WHAT IS BEING ASKED:
Can you write the next part of the account of leaving a management consulting job to cycle and travel around Europe, starting right after its final sentence?

That was my experience working as a management consultant for one of the biggest IT companies in the world. I was a small wheel and my only reward for the job seemed to be that I wasn’t fired yet. Finally, I decided to make an end to this rat race and I quit my job to live the life I really wanted.
Now 8 months into my journey, I am doing all the things I love doing… epic cycling events, videoshootings, publications in international magazines and solo adventure cycling tours. Every day looks different, I have no idea what happens in two weeks. I don’t have an apartment and live out of my suitcase. I travel and cycle throughout Europe meeting incredible inspiring and like-minded people and coming across opportunities that I never thought would be possible 8 months ago.
No words can describe how much richer, fulfilled and happier my life feels right now. I can truly say, I am living my dream!
While pursuing my dream I found there are some crucial conditions to successfully quit a job and pursue a dream.

SOURCE MATERIAL:
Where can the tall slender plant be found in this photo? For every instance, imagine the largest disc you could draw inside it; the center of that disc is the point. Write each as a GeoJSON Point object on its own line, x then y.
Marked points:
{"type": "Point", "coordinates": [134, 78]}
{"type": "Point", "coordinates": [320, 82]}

OUTPUT OF THE TASK:
Below are seven aspects I found to be important:

1. Have no baggage

Literally and figuratively. This is a pre-requisite for quitting the job and doing what you want to do. Don’t have debt. Reduce your reoccurring costs. I manage to decrease my monthly costs to my 30 Euro phone bill. I don’t rent a room or apartment currently. Thus, the only costs that incur are what I do right in this moment. It comes with an awesome side effect: it creates a complete sense of freedom not to be owned by a bank or material, it also means that I don’t need to have a high-paying job. Even if you are not looking to pursue your dream job, I would highly encourage to reduce material needs. We don’t need most of our stuff. It is a perception that we require a lot. Sometimes, people only own so much to show it off but that is a different issue. If you don’t need to prove your worth through your belongings, then evaluate what you truly need. I bet, you don’t need most of it.

2. Be fully dedicated.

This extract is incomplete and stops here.